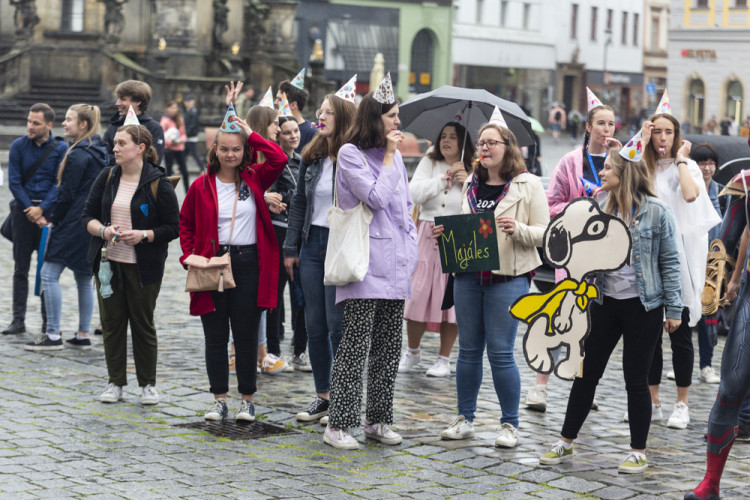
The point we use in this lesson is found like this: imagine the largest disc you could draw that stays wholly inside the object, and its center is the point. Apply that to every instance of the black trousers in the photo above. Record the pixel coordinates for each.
(683, 355)
(640, 330)
(26, 238)
(235, 307)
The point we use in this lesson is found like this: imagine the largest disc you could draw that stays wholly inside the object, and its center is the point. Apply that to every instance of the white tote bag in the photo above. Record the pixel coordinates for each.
(348, 251)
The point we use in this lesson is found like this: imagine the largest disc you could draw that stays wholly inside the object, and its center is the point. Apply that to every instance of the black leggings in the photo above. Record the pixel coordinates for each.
(735, 378)
(640, 330)
(683, 355)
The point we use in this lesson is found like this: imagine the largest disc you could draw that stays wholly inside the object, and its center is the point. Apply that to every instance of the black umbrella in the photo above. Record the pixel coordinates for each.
(734, 154)
(424, 115)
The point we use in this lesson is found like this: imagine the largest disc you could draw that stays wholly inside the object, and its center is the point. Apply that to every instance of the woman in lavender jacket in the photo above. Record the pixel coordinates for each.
(370, 169)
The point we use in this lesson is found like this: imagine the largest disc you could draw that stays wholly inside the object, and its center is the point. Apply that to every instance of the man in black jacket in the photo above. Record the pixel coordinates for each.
(137, 94)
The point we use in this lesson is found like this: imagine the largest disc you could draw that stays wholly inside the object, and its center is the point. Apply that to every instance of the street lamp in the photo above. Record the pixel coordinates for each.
(607, 43)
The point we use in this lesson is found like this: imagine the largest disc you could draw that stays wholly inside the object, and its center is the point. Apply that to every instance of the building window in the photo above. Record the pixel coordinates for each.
(594, 12)
(526, 15)
(72, 15)
(734, 101)
(574, 21)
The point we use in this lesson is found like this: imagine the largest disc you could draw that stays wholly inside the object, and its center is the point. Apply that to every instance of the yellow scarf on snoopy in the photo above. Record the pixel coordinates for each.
(531, 306)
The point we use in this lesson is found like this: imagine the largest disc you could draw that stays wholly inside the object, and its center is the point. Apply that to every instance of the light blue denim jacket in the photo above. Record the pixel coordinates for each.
(655, 258)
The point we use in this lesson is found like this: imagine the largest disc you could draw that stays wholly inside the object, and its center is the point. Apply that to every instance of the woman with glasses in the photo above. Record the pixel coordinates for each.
(499, 185)
(308, 226)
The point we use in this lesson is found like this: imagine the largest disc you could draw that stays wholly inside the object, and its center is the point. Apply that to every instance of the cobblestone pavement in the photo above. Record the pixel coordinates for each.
(57, 440)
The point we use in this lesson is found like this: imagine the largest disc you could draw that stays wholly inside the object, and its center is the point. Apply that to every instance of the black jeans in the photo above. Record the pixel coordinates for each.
(236, 307)
(683, 355)
(640, 330)
(26, 238)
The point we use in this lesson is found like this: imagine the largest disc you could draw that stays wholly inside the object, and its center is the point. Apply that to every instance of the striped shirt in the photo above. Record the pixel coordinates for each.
(121, 217)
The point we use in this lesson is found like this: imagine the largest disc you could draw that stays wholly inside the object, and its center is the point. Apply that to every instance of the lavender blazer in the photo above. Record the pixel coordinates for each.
(393, 236)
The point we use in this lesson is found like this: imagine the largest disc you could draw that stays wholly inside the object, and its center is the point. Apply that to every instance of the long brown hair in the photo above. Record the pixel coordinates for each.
(322, 147)
(213, 160)
(512, 163)
(85, 113)
(466, 146)
(651, 155)
(635, 184)
(140, 135)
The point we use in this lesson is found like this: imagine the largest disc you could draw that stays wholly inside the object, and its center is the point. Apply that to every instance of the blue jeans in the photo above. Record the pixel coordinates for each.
(323, 319)
(51, 272)
(483, 320)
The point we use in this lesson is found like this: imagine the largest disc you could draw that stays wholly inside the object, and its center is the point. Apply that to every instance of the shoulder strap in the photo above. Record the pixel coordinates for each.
(38, 163)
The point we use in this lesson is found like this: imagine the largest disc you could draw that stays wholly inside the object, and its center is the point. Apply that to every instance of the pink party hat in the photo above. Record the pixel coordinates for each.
(497, 118)
(284, 107)
(664, 106)
(267, 101)
(348, 91)
(633, 150)
(299, 80)
(130, 118)
(593, 101)
(384, 93)
(228, 124)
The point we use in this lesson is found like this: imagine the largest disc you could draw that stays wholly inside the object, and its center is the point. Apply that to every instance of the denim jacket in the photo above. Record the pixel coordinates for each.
(300, 211)
(655, 258)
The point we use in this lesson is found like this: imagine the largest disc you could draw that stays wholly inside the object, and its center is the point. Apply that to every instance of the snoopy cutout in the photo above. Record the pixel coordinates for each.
(582, 240)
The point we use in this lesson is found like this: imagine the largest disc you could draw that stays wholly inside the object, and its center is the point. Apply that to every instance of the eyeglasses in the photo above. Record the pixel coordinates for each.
(320, 113)
(489, 144)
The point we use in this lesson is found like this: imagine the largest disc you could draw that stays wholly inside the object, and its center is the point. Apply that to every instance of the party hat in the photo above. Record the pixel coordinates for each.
(664, 106)
(228, 124)
(497, 118)
(347, 92)
(299, 80)
(633, 150)
(384, 93)
(267, 101)
(284, 107)
(130, 118)
(593, 101)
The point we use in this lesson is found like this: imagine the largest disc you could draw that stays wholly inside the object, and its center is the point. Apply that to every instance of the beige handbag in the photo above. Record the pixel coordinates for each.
(206, 274)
◇ ◇ ◇
▶ **Task**
Restate the data above word for word. Do not include the images.

▶ **The solution**
The point we use in this lesson is found like this: imagine the largest disc you could draw that stays wholly inside the object, and its center is the point. Apply that to every instance of the black trousers in the photo above. Record the pixel coordinates for each.
(683, 355)
(640, 330)
(26, 238)
(235, 307)
The point we use in this lesson is found like this: imagine the largest disc you could draw that stays wholly inside the object, and its center is the point. Apply that to every instance of the white tote bag in the photo above. Record the pixel coordinates for each.
(348, 251)
The point we use in this lesson is found like this: imagine the largest disc you could draw that stays wholly inside the object, and its center is the point. Apply that to every instance of the black leggings in the photo above. Record the pixel coordinates for each.
(735, 378)
(640, 330)
(683, 355)
The point we use in this lesson is found like this: imagine the largest disc you could draw that stays wholly inside the object, and its center is the point. Apply that to every instance of the black umbrella in the photo above. Record the pixel coordinates for each.
(734, 154)
(424, 115)
The point we use in this lesson is found like this: imagine the largest disc you could draw that stays wholly inside the object, and its center is the point. Apply that to every instance of the woman in lavender jacket in the photo above. Record the pixel coordinates for each.
(370, 169)
The point we use in this lesson is found like this: imagine the largest disc you could draw that stays wholly inside the object, and its center is the point. Apply that to every instance of the man in black jacket in the photo above. Record the pixel coordinates for each.
(137, 94)
The point we use in this lesson is found like this: imagine the largest disc you could draw that stays wholly inside the object, and its center is the point. Apply that to every instance of the street lamp in the photo above. Record the pixel coordinates for each.
(607, 43)
The point we use in this lesson is found like this: imagine the largest disc you could draw that stays wholly inside the object, and its center is the point. Apply that to every instance of the building window in the photo above. Record the pixel coordinates for each.
(594, 12)
(526, 15)
(72, 15)
(734, 101)
(574, 21)
The point we use in this lesson is found like this: imagine the largest disc you could draw that stays wholly inside the object, and its center is the point. Apply that to every instance of the yellow scarf on snoopy in the photo above. Record the pixel coordinates for each.
(531, 306)
The point we use in this lesson is found like this: imagine the largest disc you could draw that stays wholly inside the object, and its center is the point. Apply that to every instance of the light blue denim jacket in the photo above. Record the pixel coordinates for each.
(655, 258)
The point we use in this lesson is found like this: imagine the largest disc you could draw that stays wholly inside the object, and its center is the point. Apply that to every instance of the woman with glasses in the photo above. Record the pixel coordinates for each.
(499, 185)
(308, 226)
The point we use in this lesson is found like this: imagine the largest disc you could draw that stays wholly inside the object, and its center is the point. Apply that to every instance of the cobblestone pavement in the photo above. Record the pixel coordinates for each.
(57, 440)
The point we use in this lesson is found like this: imagine the largest disc you could draw that stays wholly inside the object, and its center is the point. Apply that to every instance of the black jeans in the photo above. Record the pixel coordinates for each.
(236, 307)
(683, 355)
(640, 330)
(26, 238)
The point we use in this lesson is found like this: imagine the largest disc you could draw that stays wholly inside the object, and its center is the point. Apply that to every instance of the striped shirt in the photo above. Record the pixel coordinates for each.
(121, 217)
The point we use in this lesson is found like this: imagine the largest disc you could draw that stays wholly inside the object, and its center is the point. Apply that to every instance of the lavender blazer in the photo above. Record the pixel coordinates for each.
(393, 236)
The point we use in this lesson is found like this: imagine the largest disc you could draw that stays wholly inside the object, and its center is the point. Apply that to every instance of the long brown hair in the photo above. Record the pixel coordinates for each.
(322, 147)
(213, 160)
(512, 163)
(85, 113)
(466, 146)
(651, 155)
(635, 184)
(140, 135)
The point we use in this lesson is found like this: imagine the largest disc you could draw that stays wholly inside the object, and its center is the point. Apply that to every instance of the blue jeans in the photo above. Record the pixel coordinates for each.
(323, 319)
(51, 272)
(483, 320)
The point we use in this lesson is found like this: imagine the largest disc you could draw that stays wholly inside the object, and its center is the point. Apply that to every instance of the shoulder strap in the photo above. Record the pixel coordinates for each.
(38, 163)
The point we use in this lesson is found like this: imagine the largest disc you could draw that stays wholly inside the object, and its center is the point. Apply that to every instance of the pink party hat in the photo above. Record the pixel coordinates for each.
(497, 118)
(284, 107)
(664, 106)
(267, 101)
(348, 91)
(633, 150)
(299, 80)
(130, 118)
(593, 101)
(384, 93)
(228, 124)
The point we use in this lesson is found like this: imagine the largest disc you could draw that stays wholly inside the object, and its center is the point. Apply that to every instance of the denim jacket in the photo above. Record the pixel coordinates for each.
(300, 211)
(655, 258)
The point we use in this lesson is found like this: imagine the largest disc you could draw that stays wholly inside the object, and its center is the point. Apply that to every instance of the snoopy cutout in the photo above. Record the pixel coordinates for each.
(582, 240)
The point we use in this lesson is found like this: imagine the largest disc you could draw that stays wholly inside the object, and its center is the point. Apply that to every instance of the eyeglasses in the photo above. Record the pixel coordinates for each.
(320, 113)
(489, 144)
The point we use in this lesson is found like this: imagine the largest disc you could draw that stays wholly inside the object, and its center is the point. Apply that to every instance of the party hat in the photo above. Record the pixel coordinates for each.
(664, 106)
(228, 124)
(497, 118)
(347, 92)
(299, 80)
(633, 150)
(384, 93)
(267, 101)
(284, 107)
(130, 118)
(593, 101)
The point we use in this lesson is found like this: imagine the largest disc you could draw that stays wholly inside the object, and its center is the point. Apply that to every instance of the beige handbag in the photo above. Record the pixel coordinates for each.
(206, 274)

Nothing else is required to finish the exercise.